Copy exactly the lines of the material below that run from the one containing "the cloud, each" through the one containing "of the autumn". Copy no other lines.

[GIVEN DATA Boundary: Start]

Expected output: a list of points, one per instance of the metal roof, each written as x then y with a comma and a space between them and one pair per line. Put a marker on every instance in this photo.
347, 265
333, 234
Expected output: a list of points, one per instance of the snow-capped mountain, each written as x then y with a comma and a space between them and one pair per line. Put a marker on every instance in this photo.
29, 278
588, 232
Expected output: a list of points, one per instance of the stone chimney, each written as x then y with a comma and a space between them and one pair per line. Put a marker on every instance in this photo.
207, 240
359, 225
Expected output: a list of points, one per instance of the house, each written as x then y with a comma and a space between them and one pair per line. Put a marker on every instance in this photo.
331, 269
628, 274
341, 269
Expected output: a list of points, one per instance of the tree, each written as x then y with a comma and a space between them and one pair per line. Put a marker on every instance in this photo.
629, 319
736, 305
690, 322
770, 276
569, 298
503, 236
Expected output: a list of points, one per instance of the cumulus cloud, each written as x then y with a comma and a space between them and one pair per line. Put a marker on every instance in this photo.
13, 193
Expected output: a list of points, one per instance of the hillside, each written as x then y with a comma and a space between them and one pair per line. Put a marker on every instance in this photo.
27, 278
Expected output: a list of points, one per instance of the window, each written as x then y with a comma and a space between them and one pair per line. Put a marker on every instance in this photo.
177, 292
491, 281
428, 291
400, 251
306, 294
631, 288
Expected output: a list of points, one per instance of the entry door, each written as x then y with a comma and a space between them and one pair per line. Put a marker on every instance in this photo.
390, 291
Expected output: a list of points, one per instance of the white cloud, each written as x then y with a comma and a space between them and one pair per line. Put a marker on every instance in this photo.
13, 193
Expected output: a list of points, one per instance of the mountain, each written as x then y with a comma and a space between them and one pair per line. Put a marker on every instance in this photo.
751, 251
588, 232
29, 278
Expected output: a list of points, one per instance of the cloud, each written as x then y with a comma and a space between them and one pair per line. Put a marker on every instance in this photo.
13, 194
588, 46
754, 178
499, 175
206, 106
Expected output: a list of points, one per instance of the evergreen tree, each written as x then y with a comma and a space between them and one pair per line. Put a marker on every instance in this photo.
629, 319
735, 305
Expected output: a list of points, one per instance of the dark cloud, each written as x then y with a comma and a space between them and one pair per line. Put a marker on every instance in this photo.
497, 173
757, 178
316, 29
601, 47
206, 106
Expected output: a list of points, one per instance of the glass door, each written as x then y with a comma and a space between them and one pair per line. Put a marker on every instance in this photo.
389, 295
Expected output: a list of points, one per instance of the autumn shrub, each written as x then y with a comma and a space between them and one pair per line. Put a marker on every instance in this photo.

[GIVEN DATA Boundary: End]
[GIVEN DATA Boundary: Start]

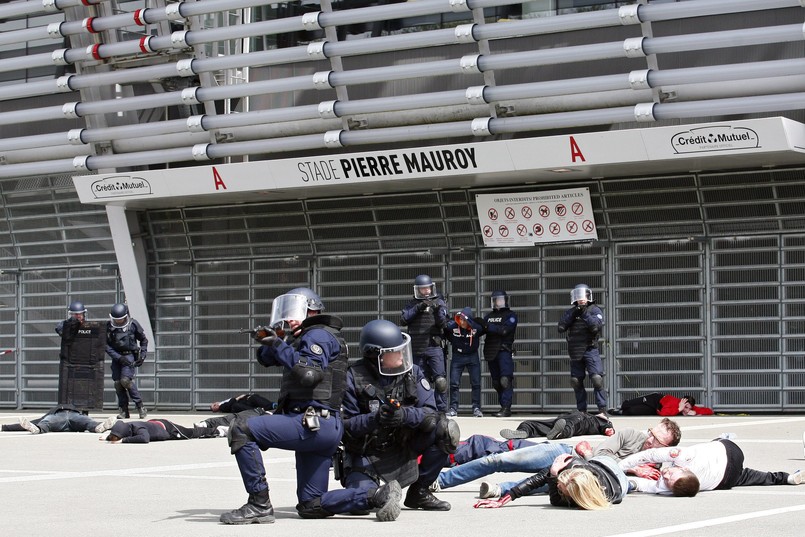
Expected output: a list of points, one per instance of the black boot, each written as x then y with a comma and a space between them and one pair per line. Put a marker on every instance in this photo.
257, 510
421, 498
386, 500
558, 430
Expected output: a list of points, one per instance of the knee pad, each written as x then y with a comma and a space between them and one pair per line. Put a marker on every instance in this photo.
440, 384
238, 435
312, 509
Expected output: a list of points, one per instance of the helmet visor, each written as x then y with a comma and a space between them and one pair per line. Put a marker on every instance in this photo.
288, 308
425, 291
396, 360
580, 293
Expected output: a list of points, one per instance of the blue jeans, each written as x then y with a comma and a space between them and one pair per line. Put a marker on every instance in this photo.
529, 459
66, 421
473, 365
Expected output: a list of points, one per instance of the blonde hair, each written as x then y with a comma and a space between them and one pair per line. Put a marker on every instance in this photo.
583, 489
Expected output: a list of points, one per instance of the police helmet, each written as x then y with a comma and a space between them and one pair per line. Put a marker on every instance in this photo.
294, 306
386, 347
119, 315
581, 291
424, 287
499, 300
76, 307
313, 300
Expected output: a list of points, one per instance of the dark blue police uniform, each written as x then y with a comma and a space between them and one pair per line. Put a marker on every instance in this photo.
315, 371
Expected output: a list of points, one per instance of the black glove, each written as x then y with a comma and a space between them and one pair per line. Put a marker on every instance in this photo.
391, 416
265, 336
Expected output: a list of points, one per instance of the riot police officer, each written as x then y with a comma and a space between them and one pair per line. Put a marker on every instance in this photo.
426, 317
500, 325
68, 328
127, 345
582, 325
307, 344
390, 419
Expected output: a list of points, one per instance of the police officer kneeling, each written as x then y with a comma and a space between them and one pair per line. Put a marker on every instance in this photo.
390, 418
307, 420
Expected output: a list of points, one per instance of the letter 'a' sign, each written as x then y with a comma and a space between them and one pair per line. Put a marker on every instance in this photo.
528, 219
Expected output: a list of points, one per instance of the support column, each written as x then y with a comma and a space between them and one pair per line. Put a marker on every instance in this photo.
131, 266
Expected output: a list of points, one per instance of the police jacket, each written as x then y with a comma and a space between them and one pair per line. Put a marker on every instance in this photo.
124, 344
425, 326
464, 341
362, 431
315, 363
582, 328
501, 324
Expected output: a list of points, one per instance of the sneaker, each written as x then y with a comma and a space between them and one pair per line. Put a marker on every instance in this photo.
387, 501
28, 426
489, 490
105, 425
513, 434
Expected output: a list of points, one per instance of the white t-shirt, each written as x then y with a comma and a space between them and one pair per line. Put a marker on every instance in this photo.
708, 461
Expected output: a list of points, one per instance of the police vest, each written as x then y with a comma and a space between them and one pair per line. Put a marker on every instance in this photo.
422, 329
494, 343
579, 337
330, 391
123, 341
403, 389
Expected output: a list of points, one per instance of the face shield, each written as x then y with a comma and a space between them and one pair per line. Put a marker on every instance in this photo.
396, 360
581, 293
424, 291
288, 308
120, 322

[GIVEN DATA Boundary: End]
[GIVEN DATA Boundary: Start]

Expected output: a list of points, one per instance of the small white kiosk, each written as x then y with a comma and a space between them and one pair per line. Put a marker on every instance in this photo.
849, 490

[GIVEN DATA Boundary: End]

■ OUTPUT OF THE TASK:
Expected output: a list of points, one per instance of the cloud, each written as x then y with a comma and a space between them and one pair per line. Put a marker on every instance in this photo.
13, 194
588, 46
754, 178
499, 175
206, 106
Expected output: a list of points, one per instance of the evergreen tree, each written as x then y with a comma and a space between them and one pair per line. Put a marker on every instance in this photo.
629, 319
735, 305
Expected output: a list of points, one per instance of the dark cloud, each written as x then y with a comma and a space between them and one pair per line. Put a marker on every instance in this photo.
497, 173
757, 178
316, 29
601, 47
206, 106
Expected output: a list of points, one per instance of the glass door, each written as x then y with a comma and a space between them and one pair per line. Put a marker on every instance in this photo.
389, 295
Expected output: a list of points, one per instance of the autumn shrub, each written as x then y with a comma and a space between them and one pair per line. Put a marker on every instance in this photo.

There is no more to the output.